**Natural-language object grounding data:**
╭──

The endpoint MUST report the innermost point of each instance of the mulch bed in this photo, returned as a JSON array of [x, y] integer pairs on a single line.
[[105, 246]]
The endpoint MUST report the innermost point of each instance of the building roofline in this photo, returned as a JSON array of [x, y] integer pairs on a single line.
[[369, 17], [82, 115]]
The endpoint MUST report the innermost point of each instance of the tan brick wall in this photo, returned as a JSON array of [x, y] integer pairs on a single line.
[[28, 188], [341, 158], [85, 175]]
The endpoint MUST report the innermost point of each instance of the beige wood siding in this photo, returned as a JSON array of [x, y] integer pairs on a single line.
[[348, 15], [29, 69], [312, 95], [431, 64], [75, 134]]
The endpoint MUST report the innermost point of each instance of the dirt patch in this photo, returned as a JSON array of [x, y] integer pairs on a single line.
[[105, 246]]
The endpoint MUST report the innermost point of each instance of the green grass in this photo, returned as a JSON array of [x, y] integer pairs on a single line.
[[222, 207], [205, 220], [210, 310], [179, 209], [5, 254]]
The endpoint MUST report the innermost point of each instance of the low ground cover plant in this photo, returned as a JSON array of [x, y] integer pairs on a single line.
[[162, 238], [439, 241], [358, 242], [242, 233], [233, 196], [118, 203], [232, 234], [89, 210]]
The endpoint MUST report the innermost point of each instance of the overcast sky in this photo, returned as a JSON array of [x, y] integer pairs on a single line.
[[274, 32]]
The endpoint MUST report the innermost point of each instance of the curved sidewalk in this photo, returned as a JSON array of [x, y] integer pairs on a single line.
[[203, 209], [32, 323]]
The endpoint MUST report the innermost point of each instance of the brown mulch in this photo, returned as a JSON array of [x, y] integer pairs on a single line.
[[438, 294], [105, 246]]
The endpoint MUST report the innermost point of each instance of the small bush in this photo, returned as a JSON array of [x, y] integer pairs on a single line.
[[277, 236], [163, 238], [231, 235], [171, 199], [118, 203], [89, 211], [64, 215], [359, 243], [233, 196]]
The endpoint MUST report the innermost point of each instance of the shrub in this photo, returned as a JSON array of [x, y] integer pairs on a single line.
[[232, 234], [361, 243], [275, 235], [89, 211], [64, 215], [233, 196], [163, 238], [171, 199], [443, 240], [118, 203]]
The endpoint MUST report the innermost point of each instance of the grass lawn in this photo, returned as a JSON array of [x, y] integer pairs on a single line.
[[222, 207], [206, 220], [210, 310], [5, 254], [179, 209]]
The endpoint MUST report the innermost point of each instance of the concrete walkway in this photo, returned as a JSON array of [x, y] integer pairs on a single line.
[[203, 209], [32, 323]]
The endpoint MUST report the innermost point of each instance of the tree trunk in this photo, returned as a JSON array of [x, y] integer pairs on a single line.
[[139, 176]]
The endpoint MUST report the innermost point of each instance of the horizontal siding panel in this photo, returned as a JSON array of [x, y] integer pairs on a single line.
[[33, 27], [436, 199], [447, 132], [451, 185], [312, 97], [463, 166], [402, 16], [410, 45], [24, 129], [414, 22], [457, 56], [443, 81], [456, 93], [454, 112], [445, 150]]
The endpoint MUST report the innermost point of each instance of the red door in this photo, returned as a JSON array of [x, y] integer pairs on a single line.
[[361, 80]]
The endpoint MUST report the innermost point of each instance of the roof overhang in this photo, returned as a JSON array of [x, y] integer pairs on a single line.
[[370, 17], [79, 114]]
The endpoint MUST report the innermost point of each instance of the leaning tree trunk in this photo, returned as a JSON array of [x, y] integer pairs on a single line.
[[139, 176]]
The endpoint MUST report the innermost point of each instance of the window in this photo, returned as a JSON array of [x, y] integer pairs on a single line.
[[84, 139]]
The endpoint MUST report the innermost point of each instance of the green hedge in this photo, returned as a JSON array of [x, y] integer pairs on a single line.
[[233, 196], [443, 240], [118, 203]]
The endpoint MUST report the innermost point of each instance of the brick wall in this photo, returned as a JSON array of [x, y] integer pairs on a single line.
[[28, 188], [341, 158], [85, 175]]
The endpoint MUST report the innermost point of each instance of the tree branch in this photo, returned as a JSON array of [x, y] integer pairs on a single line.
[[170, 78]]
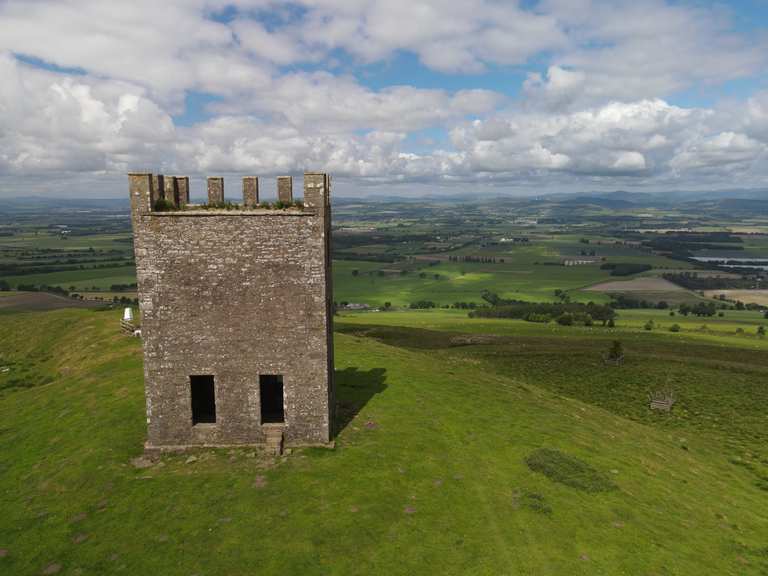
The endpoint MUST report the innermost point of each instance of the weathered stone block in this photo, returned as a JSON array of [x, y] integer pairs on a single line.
[[250, 191], [215, 190]]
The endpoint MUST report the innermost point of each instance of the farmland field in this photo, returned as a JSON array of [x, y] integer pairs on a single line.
[[756, 296], [465, 444]]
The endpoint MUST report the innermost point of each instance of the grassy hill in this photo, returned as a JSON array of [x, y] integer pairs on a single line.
[[458, 455]]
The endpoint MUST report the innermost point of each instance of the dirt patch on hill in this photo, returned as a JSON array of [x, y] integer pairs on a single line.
[[746, 296], [637, 285], [39, 301]]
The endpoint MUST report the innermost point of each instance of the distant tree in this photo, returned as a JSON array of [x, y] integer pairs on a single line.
[[565, 319], [615, 353]]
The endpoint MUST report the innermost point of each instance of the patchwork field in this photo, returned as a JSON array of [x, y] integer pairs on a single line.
[[642, 284], [746, 296], [482, 447]]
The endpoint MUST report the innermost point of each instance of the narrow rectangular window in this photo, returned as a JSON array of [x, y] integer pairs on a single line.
[[203, 399], [271, 394]]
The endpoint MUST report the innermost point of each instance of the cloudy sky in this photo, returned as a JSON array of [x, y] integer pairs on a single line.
[[390, 96]]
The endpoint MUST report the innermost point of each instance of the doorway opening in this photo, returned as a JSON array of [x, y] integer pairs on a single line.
[[271, 394], [203, 399]]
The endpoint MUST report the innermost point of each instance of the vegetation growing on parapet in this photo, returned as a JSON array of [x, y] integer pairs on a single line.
[[163, 205], [261, 206]]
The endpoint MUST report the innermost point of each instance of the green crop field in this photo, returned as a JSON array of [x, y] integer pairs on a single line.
[[100, 278], [466, 447]]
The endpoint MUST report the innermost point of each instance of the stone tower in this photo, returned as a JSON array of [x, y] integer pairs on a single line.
[[236, 313]]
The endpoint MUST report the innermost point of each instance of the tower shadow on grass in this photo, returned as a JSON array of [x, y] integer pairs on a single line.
[[354, 388]]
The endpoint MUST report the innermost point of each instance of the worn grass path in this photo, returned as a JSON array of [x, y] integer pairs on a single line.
[[428, 477]]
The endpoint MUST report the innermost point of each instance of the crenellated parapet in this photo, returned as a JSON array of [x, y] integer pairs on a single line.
[[156, 193]]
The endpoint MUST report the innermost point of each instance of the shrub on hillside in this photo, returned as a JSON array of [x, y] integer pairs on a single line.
[[568, 470]]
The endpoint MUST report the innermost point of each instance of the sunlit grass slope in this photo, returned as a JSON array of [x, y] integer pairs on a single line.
[[443, 467]]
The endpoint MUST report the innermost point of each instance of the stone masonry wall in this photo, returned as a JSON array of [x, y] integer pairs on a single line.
[[235, 294]]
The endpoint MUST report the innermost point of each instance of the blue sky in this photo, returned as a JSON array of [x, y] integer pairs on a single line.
[[414, 95]]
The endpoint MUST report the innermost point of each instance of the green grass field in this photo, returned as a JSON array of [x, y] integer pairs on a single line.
[[519, 452]]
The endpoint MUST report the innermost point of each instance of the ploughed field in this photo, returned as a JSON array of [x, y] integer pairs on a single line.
[[467, 446]]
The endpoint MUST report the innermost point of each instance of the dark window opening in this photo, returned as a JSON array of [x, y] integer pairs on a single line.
[[271, 394], [203, 399]]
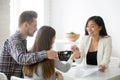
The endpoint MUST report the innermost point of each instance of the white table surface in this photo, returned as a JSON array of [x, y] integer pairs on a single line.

╰──

**TASK DIRECTIONS:** Please restate the entries word for word, with all pictures left out.

**OUTPUT BELOW:**
The endpoint MUST report the innermost point of each instance of the mulch bed in this photo, returned as a JSON array of [x, y] integer pairs on a single line.
[[105, 246]]
The endpoint MUST report the innermost point of each instance of the building roofline in this photo, returned as a JSON array of [x, y] integer pairs on a single line.
[[369, 17], [82, 115]]
The endpoint MUST report the innermost point of each instance of the tan brick wall in this photo, returned as a JSON array of [x, y] integer pairs on a single line.
[[28, 188], [341, 158], [85, 175]]
The endpoint MUST report the innermost point of each instance of the beige wood siding in this photo, returned as a JSON array of [x, y] integer pairs on a single line.
[[348, 15], [29, 69], [312, 95], [431, 64], [75, 134]]
The endpoint MUST report the innermost point of each instance of the dirt patch in this photo, returned as a JSON array of [x, y] integer pairs on a single line.
[[105, 246]]
The endpoint MUST report the innermost point of each instance of the green grass in this photo, returned as a JSON array of [x, y] integer pairs on a single line.
[[222, 207], [205, 220], [210, 310], [179, 209], [5, 254]]
The endpoint MUST report the innermost point of each instance of the low ground cover plant in this photo, returned as a JSON array of [x, y] integer pairs on a single line.
[[162, 238], [439, 241], [358, 242], [242, 233], [233, 196], [118, 203], [232, 234], [89, 210]]
The endpoint MUST report the innermost point of each instance of the overcast sky in this photo, returned as a JSON array of [x, y] integer pairs on a single line.
[[274, 32]]
The endpoint MUST report the innermost point of each instance of the curved sidewalk in this photo, returned as a JSON array of [x, y] integer pairs on a single line.
[[203, 209], [32, 323]]
The endpoint MUST report the innermost point of each instance of the brown mulch in this photo, returned as a JSON array of [x, y] integer pairs on a single line.
[[438, 294], [105, 246]]
The endpoint MUST report the innermost point of each instance of the small bush in this photo, returned as a JSON array of [x, y] integer pairs on a single line.
[[277, 236], [163, 238], [231, 235], [171, 199], [118, 203], [89, 211], [64, 215], [359, 243], [233, 196]]
The endpoint MUST report the innermost point of each instance of the shrub in this photo, returned as a JSON array of [x, y] integer pairs on a single line.
[[232, 234], [361, 243], [275, 235], [89, 211], [64, 215], [233, 196], [163, 238], [171, 199], [443, 240], [118, 203]]
The endpoint MUST report the innermost point of each instance of the grass lawn in this photo, returned as a JSON array of [x, y] integer pairs on a single line.
[[222, 207], [206, 220], [210, 310], [5, 254], [179, 209]]
The endpoint MUST report the innermost point of each instance of the concrete walkway in this photo, returned as a JSON array of [x, y] integer pairs on a single line.
[[203, 209], [32, 323]]
The endpoint MUST report the innermost point of each instance of the tree trunk in this photo, returned as a JSON array of [x, y] integer pairs on a single line.
[[139, 176]]
The endpoint MUST report the innermost point of each instance of the horizontal siding panel in this photo, returned as a JSON array of [x, y] integer pairs on a single line.
[[33, 27], [436, 199], [447, 132], [451, 185], [312, 97], [463, 166], [402, 16], [410, 45], [24, 129], [414, 22], [457, 56], [443, 81], [456, 93], [454, 112], [445, 150]]
The endpoint MUST report the innermost point of each instance of the red door in this photo, returned as a JSON array of [x, y] integer pairs on a single line.
[[361, 80]]
The endpoint MUST report the innermost point of each instance of the roof overhang in this photo, returned as a JSON array of [x, y] integer pairs on a single line.
[[370, 17], [79, 114]]
The endpoint MUST report the innermost point of each instance of the leaning tree trunk in this photo, returned as a JSON array of [x, y] integer pairs on a single line.
[[139, 176]]
The endpoint MUST report the innermost point of each instance of the window in this photo, returned as a JSON array of [x, y] integer pairs on a single line.
[[84, 139]]
The endpoint MUST report the innermost point of each instance of the green hedge in this photo, returned as a JSON array of [x, y] integer pairs on a single line.
[[233, 196], [443, 240], [118, 203]]
The endpoint MUST report the innermost point of each instance of the brick wall in this photo, returned as a JSON array of [x, y] integer pairs on a single line.
[[28, 188], [341, 158], [85, 175]]
The endpoint MUST report the innermost point of each instance of the tree branch in this photo, returned as a JSON array of [x, y] integer pairs on a single line.
[[170, 78]]
The endpoint MUST report the innermost point of each instance of the weathered stone block in this photo, returned as a JSON array of [x, y] integer pairs on a single line.
[[250, 191], [215, 190]]
The endpoint MUST report the innermost point of each instance of the farmland field in this photo, returned as a JSON array of [x, y] integer pairs on a single line.
[[756, 296], [465, 444]]
The endpoint MUST report the innermost point of each instance of the grassy hill in this photo, returned as a JSON array of [x, y] integer pairs on a single line.
[[458, 455]]
The endpoint MUST report the innermost point of each instance of the dirt patch on hill in this photo, returned as a JSON array of [x, y] integer pairs on a single line.
[[746, 296], [637, 285], [39, 301]]
The endpoint MUST report the innermost point of each instance of the distant tree in this photo, returned as a JSON array of [x, y] integer pairs on a single line.
[[565, 319], [615, 353]]
The endpoint MUST report the innermost point of each instance of the patchwork field in this photo, returned as a JSON array of [x, y] integer pairs on a single line.
[[642, 284], [746, 296], [482, 447]]
The endpoint MUST report the innermost point of each instance of the narrow rectangular window in this photo, returned as a JSON array of [x, y] integer pairs on a single line.
[[203, 399], [271, 394]]
The endpoint MUST report the innermost point of each instance of the cloudy sky in this photo, returned as a JSON array of [x, y] integer pairs on a single line.
[[390, 96]]
The endpoint MUST report the innermost point of each instance of the doorway opening in this photo, returned as a JSON array of [x, y] integer pairs on a single line.
[[271, 394], [203, 399]]
The endpoint MUST report the innermost point of each instance of the vegetation growing on parapet in this photo, returned as a JSON array of [x, y] integer pairs on a single line.
[[163, 205], [261, 206]]
The endpoint MUST report the innermost point of each instance of the green crop field in this photo, returned as a JSON array of [x, y] integer pairs on a single line.
[[100, 278], [466, 447]]
The endpoint MUST report the innermost point of each instance of the stone tower in this photo, returned as a JSON array of [x, y] integer pairs on a single line.
[[236, 313]]
The endpoint MUST report the innermost point of each instance of the tower shadow on grass in this photo, returned as a JSON array of [x, y] integer pairs on a single line.
[[354, 388]]
The endpoint MUST report the innermost point of each instance of the worn grass path in this photo, returned as a JSON array of [x, y] integer pairs on a single line.
[[428, 477]]
The endpoint MUST report the innermost point of each instance of the crenellated parapet in this photo, returned as a JSON array of [x, y] integer pairs on a single line.
[[156, 193]]
The endpoint MUST report the innermost point of each instance of the shrub on hillside in this photo, returned as a JSON array of [x, y] integer pairs on a single line.
[[568, 470]]
The endpoint MUST report the innermost point of each instance of the sunlit grass slope in this photo, returned as a JSON array of [x, y] integer pairs on a single line.
[[443, 467]]
The endpoint MUST report the innermost point of each instance of the stone masonry wall in this photo, returned as a JSON array of [x, y] integer pairs on a single line.
[[235, 294]]
The endpoint MUST report the innermost point of each instance of the blue sky in this photo, returned as a JSON array of [x, y] integer pairs on a single line.
[[414, 95]]
The endpoint MUST report the innermost point of each instance of the green grass field in this photo, returned as a JSON array of [x, y] integer pairs on a single line.
[[519, 452]]
The endpoint MUST report the innermost point of each instance of the ploughed field in this photo, returned as a JSON array of [x, y] integer pairs on a single line.
[[467, 446]]
The endpoint MUST report the innermost point of each instance of the dark window opening in this photo, returned as a JSON array of [x, y] integer pairs on a single line.
[[271, 394], [203, 399]]
The endpoint MUST report the innermost point of each instance of the white table surface in this photo, returned as a JSON array of [x, y] integer pairs on a single line.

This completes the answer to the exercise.